Passage →
>> Begin
Comments (25)
I've updated PR #197 with the fix discussed in opensearch-project/OpenSearch#1649.
from tribuo.
The fix has ben merged into main
and we've released v4.1.1
today. It'll take several days to get it on Maven Central, there's an internal process we need to go through as we don't have automatic deployments setup yet.
from tribuo.
4.2.0
has been tagged, and both 4.1.1
and 4.2.0
are now available in Maven Central. The search indices are slowly updating, but the jars themselves are available.
from tribuo.
Is there a specific security.policy file that triggers this or is it any installation of a SecurityManager?
from tribuo.
Also can you paste the stack trace you get? Tribuo doesn't use the default ForkJoinPool anywhere so I'm surprised we're hitting this issue.
from tribuo.
I ran a quick check and ended up with this stack trace, which is what I assume you're getting.
java.security.AccessControlException: access denied ("java.lang.RuntimePermission" "modifyThread")
>> End
Data shown →
>> Begin
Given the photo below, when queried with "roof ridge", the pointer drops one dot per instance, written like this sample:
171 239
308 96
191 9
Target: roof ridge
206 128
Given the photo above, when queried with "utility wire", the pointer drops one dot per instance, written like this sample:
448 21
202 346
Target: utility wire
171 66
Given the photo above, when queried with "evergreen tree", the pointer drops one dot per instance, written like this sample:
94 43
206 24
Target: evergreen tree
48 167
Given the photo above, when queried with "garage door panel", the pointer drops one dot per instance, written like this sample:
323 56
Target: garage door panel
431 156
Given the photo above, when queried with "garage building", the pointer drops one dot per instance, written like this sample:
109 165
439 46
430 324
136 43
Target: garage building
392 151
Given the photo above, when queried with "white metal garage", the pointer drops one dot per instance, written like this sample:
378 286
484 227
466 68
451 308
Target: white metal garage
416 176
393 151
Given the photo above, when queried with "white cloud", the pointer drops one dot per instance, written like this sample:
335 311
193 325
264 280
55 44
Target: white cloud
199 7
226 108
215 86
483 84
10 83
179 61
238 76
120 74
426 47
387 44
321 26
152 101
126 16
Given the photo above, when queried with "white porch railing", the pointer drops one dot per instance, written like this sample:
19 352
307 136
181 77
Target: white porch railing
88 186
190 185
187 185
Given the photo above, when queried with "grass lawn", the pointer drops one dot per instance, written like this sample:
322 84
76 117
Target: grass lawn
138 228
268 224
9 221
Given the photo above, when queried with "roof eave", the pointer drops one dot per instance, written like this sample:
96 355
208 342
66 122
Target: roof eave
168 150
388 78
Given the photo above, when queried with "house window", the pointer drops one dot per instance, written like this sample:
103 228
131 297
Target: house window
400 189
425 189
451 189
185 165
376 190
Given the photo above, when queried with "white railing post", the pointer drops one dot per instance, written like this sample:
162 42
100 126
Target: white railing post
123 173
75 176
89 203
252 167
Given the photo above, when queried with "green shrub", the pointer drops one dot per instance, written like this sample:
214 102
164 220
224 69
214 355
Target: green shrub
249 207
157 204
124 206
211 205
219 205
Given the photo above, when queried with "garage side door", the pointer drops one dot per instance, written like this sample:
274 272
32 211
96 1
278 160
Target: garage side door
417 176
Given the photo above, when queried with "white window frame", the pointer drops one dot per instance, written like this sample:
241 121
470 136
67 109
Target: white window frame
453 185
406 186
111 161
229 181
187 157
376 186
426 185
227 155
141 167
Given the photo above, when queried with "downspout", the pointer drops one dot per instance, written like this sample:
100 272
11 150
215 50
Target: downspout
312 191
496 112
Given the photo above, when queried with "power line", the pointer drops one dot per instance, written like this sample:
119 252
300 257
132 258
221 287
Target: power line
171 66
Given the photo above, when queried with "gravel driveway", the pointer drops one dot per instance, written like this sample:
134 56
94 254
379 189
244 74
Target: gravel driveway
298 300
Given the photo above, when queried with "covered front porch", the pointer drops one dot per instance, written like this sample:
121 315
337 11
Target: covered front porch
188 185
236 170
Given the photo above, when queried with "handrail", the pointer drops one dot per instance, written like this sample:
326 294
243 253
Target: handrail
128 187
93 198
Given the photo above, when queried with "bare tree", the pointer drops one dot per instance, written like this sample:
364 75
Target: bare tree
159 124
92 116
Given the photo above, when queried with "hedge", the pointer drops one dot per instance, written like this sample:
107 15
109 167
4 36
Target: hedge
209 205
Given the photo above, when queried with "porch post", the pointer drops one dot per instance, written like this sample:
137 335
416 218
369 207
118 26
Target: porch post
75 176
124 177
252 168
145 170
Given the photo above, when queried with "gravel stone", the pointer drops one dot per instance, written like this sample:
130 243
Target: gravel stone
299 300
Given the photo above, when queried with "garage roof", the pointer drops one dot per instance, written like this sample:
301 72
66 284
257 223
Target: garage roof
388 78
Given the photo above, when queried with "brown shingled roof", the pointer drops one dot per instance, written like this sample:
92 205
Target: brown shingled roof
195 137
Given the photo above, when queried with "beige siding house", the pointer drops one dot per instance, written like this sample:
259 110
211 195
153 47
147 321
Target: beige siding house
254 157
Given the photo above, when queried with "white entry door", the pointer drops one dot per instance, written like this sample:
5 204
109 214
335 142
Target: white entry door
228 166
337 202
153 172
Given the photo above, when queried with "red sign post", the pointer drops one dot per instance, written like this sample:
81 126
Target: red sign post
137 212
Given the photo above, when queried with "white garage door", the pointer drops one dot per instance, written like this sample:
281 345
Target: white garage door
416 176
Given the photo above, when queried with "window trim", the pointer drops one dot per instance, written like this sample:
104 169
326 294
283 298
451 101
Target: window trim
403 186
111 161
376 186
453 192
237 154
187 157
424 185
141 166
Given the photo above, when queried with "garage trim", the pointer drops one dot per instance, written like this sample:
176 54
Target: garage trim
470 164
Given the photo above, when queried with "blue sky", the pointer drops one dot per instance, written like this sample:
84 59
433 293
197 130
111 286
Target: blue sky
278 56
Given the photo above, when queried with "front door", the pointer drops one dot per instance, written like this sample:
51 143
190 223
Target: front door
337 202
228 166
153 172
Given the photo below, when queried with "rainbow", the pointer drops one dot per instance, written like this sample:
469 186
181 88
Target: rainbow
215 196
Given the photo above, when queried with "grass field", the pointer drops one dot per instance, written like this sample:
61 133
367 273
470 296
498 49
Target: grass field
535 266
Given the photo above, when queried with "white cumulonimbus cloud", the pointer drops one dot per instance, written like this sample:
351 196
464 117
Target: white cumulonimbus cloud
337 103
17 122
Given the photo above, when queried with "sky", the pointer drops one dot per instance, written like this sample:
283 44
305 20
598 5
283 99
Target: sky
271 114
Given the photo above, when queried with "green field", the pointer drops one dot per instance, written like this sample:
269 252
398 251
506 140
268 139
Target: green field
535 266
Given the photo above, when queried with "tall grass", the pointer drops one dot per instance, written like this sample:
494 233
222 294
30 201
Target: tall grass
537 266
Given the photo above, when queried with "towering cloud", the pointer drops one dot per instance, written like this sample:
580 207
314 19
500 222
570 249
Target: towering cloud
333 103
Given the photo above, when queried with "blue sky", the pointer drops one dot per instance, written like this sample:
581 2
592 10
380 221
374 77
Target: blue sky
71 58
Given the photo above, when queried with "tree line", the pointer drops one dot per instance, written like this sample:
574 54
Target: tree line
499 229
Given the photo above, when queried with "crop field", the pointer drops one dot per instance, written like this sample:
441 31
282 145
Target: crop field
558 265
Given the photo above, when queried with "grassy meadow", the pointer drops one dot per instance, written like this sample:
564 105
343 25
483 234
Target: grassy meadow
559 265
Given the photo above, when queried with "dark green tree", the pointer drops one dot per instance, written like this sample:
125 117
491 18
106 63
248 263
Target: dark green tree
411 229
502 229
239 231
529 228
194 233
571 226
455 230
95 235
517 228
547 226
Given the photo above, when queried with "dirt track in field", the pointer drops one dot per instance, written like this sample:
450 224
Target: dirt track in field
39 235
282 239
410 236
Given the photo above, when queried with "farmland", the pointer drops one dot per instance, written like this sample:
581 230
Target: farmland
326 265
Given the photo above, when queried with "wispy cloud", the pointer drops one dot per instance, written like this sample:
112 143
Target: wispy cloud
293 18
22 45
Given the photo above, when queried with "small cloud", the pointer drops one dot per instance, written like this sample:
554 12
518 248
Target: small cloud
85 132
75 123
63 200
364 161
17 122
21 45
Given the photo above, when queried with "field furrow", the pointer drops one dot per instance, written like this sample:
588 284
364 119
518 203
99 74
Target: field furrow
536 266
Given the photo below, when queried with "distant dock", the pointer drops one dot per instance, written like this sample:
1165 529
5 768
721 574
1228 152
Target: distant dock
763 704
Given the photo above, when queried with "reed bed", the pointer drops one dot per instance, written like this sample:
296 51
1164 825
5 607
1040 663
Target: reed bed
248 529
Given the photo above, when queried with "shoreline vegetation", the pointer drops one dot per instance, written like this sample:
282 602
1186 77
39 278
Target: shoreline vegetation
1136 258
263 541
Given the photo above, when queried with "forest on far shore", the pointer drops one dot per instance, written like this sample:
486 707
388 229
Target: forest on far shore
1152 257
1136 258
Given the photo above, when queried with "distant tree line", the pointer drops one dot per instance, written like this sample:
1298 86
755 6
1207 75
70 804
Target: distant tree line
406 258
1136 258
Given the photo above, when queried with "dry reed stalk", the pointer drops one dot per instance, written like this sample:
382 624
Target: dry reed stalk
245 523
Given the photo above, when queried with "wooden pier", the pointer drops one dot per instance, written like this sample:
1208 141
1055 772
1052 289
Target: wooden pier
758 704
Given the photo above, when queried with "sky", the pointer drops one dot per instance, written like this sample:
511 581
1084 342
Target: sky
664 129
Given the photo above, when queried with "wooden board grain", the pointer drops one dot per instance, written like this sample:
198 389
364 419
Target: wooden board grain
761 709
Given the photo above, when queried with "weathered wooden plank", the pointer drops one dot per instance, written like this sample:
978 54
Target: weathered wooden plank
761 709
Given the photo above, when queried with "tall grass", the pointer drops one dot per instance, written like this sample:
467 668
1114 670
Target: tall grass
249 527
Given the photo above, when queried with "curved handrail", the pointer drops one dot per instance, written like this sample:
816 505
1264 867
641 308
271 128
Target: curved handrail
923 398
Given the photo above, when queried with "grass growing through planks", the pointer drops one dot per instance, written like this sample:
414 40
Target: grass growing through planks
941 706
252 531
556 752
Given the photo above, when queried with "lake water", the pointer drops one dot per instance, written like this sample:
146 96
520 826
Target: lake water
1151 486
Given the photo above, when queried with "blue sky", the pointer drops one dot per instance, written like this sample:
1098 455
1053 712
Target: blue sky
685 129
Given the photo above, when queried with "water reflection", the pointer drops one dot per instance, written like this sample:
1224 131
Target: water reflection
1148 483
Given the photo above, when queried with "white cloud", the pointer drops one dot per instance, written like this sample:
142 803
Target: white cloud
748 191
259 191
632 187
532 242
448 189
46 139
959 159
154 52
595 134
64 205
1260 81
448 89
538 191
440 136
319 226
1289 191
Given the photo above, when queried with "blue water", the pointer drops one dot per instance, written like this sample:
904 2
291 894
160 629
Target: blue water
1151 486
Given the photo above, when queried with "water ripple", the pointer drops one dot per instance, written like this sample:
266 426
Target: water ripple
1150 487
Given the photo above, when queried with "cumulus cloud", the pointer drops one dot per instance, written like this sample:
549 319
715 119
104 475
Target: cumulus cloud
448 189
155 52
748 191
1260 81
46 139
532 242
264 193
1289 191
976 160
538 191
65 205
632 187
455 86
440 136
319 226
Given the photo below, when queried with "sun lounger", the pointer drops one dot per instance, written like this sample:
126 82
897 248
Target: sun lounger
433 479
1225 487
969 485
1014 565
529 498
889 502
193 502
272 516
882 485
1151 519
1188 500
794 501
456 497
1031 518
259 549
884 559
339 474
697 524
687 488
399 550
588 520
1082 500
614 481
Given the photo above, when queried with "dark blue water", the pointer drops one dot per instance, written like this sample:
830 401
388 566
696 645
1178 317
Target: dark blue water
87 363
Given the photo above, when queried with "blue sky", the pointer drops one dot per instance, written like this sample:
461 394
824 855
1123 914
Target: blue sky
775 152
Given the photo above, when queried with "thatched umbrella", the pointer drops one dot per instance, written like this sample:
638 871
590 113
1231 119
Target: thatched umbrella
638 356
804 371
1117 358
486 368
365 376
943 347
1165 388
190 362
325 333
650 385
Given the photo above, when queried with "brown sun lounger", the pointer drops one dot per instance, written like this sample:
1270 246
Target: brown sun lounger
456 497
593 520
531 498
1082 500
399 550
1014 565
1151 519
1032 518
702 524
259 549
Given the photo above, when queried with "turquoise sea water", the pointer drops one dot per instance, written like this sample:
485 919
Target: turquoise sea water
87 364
>> End
Task to complete →
Extend the Tribuo comment thread about the SecurityManager access error, starting right after its final line, the "modifyThread" stack trace.

Answer to this problem →
at java.base/java.security.AccessControlContext.checkPermission(AccessControlContext.java:472)
at java.base/java.security.AccessController.checkPermission(AccessController.java:897)
at java.base/java.lang.SecurityManager.checkPermission(SecurityManager.java:322)
at java.base/java.util.concurrent.ForkJoinPool.checkPermission(ForkJoinPool.java:667)
at java.base/java.util.concurrent.ForkJoinPool.<init>(ForkJoinPool.java:2320)
at java.base/java.util.concurrent.ForkJoinPool.<init>(ForkJoinPool.java:2165)
at org.tribuo.clustering.kmeans.KMeansTrainer.train(KMeansTrainer.java:197)
at org.tribuo.clustering.kmeans.KMeansTrainer.train(KMeansTrainer.java:298)
It's documented that the ForkJoinPool
needs this permission in the javadoc for it's constructor (https://docs.oracle.com/en/java/javase/11/docs/api/java.base/java/util/concurrent/ForkJoinPool.html#%3Cinit%3E(int)) so this isn't unexpected behaviour. The solution is to modify the security policy to grant Tribuo's jar the following permission:
grant codebase "file:/path/to/tribuo-clustering-kmeans-4.1.0.jar" {
permission java.lang.RuntimePermission "modifyThread";
};
We'll update the docs to note that this permission is necessary when running with a security manager.
For single threaded operation we could potentially modify the code not to use a ForkJoinPool
, but it would require extensive refactoring to migrate multithreaded use over to a ThreadPoolExecutor
and the performance may suffer.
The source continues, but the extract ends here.